Lines from the one containing "Can you find the camouflage tarpaulin" through the end of the data are to be returned exactly, and no others.

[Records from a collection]

———

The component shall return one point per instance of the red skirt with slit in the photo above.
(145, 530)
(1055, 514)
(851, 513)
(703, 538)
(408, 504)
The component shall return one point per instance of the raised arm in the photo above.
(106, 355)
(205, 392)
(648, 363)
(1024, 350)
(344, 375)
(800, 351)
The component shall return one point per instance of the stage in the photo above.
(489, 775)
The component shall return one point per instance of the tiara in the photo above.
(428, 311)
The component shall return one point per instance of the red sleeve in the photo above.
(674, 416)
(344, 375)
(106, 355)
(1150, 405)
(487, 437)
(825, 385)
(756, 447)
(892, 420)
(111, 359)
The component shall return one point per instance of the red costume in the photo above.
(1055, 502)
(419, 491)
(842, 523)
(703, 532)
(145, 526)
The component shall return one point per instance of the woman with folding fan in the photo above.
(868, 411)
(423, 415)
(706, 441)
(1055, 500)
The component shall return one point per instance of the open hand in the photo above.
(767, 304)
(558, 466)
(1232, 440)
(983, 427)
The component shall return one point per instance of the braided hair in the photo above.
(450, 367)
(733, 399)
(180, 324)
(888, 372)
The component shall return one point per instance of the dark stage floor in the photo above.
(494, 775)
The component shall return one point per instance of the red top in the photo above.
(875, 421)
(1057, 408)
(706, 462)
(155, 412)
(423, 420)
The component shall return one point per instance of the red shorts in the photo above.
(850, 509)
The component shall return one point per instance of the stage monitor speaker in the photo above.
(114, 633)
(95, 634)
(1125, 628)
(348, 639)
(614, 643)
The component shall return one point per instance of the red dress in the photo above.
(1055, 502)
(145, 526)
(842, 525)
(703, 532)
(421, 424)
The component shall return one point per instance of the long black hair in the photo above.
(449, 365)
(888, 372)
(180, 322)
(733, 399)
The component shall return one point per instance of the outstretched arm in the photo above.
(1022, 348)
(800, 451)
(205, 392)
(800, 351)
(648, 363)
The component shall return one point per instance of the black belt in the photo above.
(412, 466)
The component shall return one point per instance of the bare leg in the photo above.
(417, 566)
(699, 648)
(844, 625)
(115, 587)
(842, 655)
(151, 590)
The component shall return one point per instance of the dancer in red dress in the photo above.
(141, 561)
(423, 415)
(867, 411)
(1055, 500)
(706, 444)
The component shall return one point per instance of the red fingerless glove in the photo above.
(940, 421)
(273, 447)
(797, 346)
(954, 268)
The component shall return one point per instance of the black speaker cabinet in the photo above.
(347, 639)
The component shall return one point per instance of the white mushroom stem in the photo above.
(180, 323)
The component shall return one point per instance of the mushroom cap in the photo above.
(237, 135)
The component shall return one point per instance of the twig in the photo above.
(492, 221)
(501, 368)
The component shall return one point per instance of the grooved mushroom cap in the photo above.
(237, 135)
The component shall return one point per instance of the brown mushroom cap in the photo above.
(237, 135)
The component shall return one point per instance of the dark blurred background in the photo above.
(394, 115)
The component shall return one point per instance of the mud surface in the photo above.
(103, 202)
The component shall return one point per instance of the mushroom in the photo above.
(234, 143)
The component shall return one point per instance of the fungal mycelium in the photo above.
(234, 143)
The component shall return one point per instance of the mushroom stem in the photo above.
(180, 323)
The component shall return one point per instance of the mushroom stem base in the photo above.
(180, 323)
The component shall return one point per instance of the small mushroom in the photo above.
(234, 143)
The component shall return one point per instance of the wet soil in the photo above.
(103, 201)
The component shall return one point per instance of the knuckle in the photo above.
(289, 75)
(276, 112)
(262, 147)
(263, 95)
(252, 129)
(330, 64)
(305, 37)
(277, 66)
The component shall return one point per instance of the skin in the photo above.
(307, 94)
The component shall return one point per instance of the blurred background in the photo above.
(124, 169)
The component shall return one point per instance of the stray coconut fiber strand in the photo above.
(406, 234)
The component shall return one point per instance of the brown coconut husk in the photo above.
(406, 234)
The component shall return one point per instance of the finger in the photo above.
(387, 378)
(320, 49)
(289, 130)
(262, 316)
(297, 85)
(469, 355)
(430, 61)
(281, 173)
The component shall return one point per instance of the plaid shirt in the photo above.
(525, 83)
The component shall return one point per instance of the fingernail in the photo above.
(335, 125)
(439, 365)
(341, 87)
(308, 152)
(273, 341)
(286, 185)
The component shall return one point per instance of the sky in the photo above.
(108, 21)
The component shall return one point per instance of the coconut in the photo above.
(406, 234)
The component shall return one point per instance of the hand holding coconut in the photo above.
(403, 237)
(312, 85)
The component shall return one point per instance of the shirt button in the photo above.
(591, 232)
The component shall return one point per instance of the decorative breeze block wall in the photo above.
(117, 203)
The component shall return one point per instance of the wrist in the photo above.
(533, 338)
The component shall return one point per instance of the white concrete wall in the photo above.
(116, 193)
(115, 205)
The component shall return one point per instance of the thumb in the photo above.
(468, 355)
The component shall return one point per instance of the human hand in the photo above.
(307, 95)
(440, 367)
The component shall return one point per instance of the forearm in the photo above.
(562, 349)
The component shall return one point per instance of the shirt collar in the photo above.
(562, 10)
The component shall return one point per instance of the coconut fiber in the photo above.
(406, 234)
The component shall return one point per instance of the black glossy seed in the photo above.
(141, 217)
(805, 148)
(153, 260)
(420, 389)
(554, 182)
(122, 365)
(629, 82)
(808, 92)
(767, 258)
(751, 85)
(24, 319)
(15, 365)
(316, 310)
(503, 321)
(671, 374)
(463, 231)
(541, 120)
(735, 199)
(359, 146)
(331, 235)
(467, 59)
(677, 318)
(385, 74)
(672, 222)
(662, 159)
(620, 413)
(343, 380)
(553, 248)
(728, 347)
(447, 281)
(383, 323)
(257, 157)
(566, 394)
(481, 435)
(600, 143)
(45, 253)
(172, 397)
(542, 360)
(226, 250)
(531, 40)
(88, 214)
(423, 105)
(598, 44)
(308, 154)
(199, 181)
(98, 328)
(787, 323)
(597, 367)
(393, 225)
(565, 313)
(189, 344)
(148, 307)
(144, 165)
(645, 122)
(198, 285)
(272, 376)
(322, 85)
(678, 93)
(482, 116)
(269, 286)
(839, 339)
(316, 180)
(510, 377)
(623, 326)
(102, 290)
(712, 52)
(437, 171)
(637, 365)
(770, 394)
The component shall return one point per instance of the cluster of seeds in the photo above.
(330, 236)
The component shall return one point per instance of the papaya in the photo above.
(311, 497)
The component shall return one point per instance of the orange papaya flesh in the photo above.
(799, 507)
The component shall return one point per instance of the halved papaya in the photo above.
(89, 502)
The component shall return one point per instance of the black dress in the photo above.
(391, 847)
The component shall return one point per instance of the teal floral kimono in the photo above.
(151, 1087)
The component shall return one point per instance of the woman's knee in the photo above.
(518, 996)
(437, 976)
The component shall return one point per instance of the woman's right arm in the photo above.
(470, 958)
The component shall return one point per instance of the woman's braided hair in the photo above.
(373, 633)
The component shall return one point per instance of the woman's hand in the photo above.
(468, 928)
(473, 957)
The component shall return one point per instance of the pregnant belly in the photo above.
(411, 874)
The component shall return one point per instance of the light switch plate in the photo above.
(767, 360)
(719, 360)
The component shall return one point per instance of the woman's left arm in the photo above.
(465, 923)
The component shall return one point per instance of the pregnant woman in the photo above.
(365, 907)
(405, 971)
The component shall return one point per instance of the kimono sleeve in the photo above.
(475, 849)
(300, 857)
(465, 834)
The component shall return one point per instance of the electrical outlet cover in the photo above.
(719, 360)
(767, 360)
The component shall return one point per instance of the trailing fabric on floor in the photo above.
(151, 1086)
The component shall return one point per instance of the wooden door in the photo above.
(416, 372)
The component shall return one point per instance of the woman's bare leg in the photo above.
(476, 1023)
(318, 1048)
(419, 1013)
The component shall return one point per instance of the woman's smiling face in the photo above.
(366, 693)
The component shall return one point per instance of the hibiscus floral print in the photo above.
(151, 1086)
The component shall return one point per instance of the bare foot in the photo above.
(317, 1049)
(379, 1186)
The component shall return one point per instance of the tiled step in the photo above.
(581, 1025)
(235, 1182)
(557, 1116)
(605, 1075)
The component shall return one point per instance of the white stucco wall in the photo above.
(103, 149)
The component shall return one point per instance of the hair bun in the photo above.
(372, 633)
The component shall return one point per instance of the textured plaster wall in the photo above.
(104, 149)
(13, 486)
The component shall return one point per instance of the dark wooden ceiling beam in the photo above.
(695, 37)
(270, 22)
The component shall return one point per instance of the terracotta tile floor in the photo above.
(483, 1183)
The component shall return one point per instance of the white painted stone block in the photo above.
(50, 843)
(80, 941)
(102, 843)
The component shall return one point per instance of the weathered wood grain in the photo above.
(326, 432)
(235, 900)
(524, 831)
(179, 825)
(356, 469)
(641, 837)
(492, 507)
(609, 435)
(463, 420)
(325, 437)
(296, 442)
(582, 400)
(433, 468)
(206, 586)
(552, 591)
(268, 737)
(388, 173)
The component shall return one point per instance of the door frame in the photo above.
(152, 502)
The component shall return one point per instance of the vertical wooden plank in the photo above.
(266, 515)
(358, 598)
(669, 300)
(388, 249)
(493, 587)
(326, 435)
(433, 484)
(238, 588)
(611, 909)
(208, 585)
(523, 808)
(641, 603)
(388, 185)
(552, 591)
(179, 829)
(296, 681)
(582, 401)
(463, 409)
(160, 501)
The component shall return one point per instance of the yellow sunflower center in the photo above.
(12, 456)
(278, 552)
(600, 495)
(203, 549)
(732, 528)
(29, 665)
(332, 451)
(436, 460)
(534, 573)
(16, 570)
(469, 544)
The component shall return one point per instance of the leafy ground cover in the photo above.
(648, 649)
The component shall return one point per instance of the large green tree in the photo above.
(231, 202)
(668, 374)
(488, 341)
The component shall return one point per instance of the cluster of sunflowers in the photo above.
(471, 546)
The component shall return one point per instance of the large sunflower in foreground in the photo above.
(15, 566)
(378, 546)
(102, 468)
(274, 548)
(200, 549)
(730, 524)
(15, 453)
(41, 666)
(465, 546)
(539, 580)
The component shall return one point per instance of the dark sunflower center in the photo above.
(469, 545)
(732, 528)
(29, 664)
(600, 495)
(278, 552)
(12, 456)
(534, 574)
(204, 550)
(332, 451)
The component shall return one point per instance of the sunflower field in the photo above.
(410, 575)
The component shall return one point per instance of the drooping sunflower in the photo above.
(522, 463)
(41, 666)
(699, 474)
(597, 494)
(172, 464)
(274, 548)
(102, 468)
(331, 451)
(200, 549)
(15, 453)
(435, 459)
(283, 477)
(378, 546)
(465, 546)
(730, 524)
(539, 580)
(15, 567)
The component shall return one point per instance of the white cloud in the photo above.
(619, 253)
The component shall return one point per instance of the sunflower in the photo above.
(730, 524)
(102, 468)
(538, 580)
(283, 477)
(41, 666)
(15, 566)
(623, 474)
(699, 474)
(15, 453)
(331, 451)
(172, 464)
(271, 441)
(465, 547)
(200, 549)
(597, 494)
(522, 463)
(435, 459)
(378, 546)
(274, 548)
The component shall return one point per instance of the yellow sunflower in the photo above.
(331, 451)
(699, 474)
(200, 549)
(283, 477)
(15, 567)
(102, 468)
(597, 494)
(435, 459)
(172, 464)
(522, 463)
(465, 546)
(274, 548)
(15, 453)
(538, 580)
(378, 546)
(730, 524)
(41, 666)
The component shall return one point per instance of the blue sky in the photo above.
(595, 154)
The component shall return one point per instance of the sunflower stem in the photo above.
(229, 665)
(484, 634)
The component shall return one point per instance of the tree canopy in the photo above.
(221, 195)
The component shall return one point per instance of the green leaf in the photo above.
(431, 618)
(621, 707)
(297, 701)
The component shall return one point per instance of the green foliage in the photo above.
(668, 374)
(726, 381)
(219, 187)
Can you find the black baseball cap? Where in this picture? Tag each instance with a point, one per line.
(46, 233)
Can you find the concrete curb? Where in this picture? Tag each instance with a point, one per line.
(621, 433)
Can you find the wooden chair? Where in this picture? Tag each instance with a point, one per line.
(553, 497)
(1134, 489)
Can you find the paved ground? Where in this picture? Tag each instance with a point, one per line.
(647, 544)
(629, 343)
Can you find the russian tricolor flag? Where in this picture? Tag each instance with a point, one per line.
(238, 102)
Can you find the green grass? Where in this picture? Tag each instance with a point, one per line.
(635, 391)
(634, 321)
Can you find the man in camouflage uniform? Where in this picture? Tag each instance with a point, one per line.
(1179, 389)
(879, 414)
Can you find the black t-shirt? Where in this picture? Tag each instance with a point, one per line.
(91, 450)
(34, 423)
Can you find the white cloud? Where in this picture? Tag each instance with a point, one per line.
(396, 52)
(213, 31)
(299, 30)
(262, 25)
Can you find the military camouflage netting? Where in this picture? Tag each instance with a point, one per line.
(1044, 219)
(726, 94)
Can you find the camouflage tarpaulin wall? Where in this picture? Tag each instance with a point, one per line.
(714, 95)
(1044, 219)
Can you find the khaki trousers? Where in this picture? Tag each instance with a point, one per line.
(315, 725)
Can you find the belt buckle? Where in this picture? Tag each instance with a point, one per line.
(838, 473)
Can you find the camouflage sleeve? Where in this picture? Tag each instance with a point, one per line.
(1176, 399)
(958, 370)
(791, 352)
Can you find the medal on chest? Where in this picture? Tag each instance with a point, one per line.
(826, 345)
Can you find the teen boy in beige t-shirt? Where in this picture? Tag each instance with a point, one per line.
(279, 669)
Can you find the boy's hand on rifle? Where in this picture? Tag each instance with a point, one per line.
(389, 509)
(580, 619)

———

(Response to this exercise):
Can you find the camouflage tarpaulin wall? Where in this picture? Tag each instance with a point, one per line.
(714, 95)
(1044, 219)
Can you find the khaki trousers? Where in this picture? Tag each instance with a point, one per line.
(315, 725)
Can you find the belt buckle? Where in this picture? Tag each instance with a point, one per line.
(838, 473)
Can you find the camouflage sleeve? Where in this picture? Tag each instance with a point, one per line.
(1176, 399)
(958, 370)
(791, 352)
Can you find the medal on chest? Where in this picture? Tag each instance with a point, one per line.
(826, 345)
Can you find the teen boy in beige t-shirt? Where in this picture? Tag each instance with a point, one per line.
(279, 669)
Can you find the boy's hand on rifle? Where in this picture? Tag each instance with a point, one per line.
(389, 509)
(580, 619)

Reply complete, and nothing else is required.